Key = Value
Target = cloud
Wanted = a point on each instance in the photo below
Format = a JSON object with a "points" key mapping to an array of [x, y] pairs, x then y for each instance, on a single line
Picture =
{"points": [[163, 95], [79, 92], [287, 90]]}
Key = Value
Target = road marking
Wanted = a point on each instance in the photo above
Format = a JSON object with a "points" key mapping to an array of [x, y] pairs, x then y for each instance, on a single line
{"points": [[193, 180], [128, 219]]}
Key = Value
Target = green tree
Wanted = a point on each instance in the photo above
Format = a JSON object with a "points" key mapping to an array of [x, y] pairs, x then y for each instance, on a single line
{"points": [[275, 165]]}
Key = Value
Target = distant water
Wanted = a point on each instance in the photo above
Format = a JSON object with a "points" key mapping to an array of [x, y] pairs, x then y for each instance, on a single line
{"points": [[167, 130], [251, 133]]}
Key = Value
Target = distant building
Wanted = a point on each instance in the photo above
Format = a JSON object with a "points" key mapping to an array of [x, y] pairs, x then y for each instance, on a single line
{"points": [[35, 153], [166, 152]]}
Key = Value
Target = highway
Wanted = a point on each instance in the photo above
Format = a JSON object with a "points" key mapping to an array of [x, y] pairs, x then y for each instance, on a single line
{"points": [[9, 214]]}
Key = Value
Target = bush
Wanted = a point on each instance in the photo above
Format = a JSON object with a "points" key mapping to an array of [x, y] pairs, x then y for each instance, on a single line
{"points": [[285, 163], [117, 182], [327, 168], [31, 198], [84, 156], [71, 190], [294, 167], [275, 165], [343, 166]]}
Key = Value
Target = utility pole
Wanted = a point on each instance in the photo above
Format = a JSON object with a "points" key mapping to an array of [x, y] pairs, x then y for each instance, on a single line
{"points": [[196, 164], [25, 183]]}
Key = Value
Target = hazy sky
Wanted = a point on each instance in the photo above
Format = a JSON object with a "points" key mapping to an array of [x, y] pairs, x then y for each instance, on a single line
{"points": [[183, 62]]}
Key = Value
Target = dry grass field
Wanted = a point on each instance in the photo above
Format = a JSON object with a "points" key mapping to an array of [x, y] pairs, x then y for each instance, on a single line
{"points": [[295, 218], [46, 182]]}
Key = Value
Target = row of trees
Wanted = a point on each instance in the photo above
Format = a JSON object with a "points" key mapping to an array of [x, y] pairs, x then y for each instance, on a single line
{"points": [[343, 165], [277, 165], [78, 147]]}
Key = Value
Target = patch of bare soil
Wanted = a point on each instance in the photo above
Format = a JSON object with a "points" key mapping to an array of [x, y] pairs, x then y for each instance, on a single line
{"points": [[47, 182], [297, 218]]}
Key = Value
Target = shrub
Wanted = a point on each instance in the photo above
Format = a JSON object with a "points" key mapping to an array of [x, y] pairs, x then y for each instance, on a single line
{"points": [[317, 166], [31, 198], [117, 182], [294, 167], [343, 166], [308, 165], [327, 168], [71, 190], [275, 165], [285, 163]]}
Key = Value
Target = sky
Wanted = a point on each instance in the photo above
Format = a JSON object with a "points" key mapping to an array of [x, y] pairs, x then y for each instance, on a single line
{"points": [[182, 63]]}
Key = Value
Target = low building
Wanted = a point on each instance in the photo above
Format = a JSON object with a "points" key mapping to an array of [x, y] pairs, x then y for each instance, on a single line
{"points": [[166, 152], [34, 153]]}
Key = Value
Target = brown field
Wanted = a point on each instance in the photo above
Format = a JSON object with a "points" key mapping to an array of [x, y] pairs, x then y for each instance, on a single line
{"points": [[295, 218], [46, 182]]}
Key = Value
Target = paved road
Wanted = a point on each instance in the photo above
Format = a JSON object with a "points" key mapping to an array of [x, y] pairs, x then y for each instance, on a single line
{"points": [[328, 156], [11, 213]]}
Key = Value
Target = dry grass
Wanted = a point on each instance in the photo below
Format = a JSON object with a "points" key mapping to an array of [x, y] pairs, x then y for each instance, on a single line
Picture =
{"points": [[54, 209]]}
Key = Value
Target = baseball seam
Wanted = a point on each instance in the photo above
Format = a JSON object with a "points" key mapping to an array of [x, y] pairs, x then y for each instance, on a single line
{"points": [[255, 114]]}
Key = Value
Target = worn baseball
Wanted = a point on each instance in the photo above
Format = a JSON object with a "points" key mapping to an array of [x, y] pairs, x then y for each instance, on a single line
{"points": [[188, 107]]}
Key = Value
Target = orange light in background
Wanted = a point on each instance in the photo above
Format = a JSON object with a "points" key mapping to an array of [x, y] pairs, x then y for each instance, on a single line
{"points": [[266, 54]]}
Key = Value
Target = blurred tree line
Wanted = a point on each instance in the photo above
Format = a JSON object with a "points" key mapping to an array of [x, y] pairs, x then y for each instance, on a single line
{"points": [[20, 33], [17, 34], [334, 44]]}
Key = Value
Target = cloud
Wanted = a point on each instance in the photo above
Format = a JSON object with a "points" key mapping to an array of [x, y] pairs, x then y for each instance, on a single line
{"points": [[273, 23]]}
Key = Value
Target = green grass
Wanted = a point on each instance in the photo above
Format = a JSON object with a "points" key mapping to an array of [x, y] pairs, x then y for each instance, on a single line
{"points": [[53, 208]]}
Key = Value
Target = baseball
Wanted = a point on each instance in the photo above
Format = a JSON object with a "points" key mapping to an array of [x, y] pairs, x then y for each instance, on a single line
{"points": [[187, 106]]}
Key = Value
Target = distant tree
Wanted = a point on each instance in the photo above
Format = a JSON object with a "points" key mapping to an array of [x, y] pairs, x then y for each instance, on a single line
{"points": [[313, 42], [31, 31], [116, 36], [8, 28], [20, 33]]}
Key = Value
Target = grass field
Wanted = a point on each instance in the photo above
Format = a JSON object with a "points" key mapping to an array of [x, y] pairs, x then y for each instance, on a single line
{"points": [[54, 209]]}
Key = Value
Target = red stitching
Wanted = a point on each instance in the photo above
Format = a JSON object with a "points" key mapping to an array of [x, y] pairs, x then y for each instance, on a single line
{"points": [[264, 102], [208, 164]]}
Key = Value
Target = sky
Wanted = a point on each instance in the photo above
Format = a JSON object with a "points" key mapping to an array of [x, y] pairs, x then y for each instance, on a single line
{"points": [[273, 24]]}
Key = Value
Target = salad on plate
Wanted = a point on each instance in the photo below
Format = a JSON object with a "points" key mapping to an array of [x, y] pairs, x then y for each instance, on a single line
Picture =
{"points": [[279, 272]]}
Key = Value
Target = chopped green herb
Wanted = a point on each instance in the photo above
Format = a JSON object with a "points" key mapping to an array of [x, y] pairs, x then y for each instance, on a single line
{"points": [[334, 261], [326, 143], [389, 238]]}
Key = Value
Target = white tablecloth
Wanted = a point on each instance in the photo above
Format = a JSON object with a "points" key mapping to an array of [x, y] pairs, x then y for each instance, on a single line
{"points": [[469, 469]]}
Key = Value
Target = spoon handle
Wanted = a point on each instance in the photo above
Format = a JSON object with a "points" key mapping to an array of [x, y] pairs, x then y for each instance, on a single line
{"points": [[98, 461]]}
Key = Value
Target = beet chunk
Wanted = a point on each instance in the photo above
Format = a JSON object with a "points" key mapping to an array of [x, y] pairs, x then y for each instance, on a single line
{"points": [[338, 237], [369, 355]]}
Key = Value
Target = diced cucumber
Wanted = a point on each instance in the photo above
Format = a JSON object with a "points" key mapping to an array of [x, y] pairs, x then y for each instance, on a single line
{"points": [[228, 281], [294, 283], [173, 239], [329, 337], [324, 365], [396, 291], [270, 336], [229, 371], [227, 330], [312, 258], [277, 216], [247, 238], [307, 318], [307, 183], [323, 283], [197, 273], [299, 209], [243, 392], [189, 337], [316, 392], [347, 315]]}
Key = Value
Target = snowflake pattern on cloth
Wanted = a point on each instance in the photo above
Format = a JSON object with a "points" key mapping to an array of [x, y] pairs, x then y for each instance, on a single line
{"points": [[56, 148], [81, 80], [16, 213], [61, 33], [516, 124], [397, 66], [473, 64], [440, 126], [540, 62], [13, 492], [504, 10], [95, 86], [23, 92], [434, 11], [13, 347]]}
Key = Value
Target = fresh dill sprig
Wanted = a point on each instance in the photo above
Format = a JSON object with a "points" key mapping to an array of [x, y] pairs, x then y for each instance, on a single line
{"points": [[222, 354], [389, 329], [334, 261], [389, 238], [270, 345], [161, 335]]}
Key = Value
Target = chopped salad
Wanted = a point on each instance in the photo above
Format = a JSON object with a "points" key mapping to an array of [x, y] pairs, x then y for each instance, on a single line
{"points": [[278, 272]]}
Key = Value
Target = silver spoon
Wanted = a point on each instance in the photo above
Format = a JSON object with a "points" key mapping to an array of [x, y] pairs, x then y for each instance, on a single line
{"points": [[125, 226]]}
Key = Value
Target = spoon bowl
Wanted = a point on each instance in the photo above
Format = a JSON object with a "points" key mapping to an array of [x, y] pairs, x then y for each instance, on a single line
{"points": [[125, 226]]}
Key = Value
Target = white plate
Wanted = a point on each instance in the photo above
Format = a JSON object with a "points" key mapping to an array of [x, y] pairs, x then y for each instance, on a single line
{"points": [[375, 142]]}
______________________________
**WRITTEN PROBLEM**
Find every line in the rows above that contains the word "distant" and copy each of those lines. Matching is case-sensitive.

**RESPONSE BELOW**
Target = distant water
Target = distant building
Target = distant tree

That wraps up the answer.